Position annotation records
· · ·

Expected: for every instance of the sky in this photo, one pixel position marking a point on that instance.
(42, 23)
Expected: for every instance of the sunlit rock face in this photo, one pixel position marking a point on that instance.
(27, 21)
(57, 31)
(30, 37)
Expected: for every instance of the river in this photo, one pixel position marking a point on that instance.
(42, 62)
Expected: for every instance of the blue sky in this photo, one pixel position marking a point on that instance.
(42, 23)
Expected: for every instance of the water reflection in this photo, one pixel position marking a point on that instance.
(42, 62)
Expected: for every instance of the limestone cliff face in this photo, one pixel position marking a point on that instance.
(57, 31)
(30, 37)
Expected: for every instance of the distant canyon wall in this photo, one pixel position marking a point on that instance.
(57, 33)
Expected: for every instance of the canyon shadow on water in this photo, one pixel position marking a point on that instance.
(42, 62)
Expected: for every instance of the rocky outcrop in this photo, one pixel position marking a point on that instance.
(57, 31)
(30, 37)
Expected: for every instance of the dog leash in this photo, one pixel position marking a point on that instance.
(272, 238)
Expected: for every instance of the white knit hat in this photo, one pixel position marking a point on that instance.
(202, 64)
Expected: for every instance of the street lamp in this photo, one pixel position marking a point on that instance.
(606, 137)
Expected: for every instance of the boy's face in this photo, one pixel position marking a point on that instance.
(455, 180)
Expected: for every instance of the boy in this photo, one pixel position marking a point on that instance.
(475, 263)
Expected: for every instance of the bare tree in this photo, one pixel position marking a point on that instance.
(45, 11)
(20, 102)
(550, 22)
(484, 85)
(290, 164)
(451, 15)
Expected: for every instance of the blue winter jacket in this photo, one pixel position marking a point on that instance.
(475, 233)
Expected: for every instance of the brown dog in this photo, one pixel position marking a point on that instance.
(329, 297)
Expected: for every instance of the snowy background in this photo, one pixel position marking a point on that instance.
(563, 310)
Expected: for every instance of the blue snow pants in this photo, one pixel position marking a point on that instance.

· · ·

## WHAT THE TASK REQUIRES
All the data must be duplicated exactly, with nothing added or removed.

## EXERCISE SOLUTION
Expected: for every instance of the sky in this photo, one pixel position marking a point on that instance.
(42, 23)
Expected: for every instance of the sunlit rock face in this photo, one pixel position marking a point on that instance.
(27, 21)
(57, 31)
(30, 37)
Expected: for every instance of the river in this photo, one pixel position marking a point on that instance.
(42, 62)
Expected: for every instance of the blue sky in this photo, one pixel position marking a point on that instance.
(42, 23)
Expected: for every instance of the water reflection in this photo, one pixel position marking a point on that instance.
(42, 62)
Expected: for every instance of the limestone cliff face in this photo, one pixel position marking a point on that instance.
(57, 31)
(30, 37)
Expected: for every instance of the distant canyon wall in this photo, one pixel position marking a point on that instance.
(57, 33)
Expected: for every instance of the canyon shadow on water in this photo, one pixel position marking a point on that instance.
(42, 62)
Expected: for every instance of the rocky outcrop in this photo, one pixel position marking a point on that instance.
(57, 31)
(30, 37)
Expected: for every instance of the dog leash in this photo, one pixel position marking a point on that instance.
(272, 238)
Expected: for every instance of the white knit hat in this photo, one pixel position marking a point on that instance.
(202, 64)
Expected: for every instance of the street lamp in this photo, one pixel position marking a point on that instance.
(606, 137)
Expected: for every instance of the boy's face in this photo, one pixel position marking a point on that instance.
(455, 180)
Expected: for every instance of the boy in this photo, one pixel position marking a point on that instance.
(475, 263)
Expected: for every instance of the bare tree in this photo, one pixel position marking a point on that instance.
(45, 11)
(20, 102)
(550, 22)
(484, 85)
(290, 164)
(451, 15)
Expected: for every instance of the blue winter jacket in this photo, one pixel position marking a point on that instance.
(475, 233)
Expected: for every instance of the brown dog in this photo, one pixel position marking a point on that instance.
(329, 297)
Expected: for every instance of the snowy background in this photo, one pixel position marking a point on that instance.
(563, 310)
Expected: for every instance of the blue snow pants in this photo, one pixel position marking a point on that instance.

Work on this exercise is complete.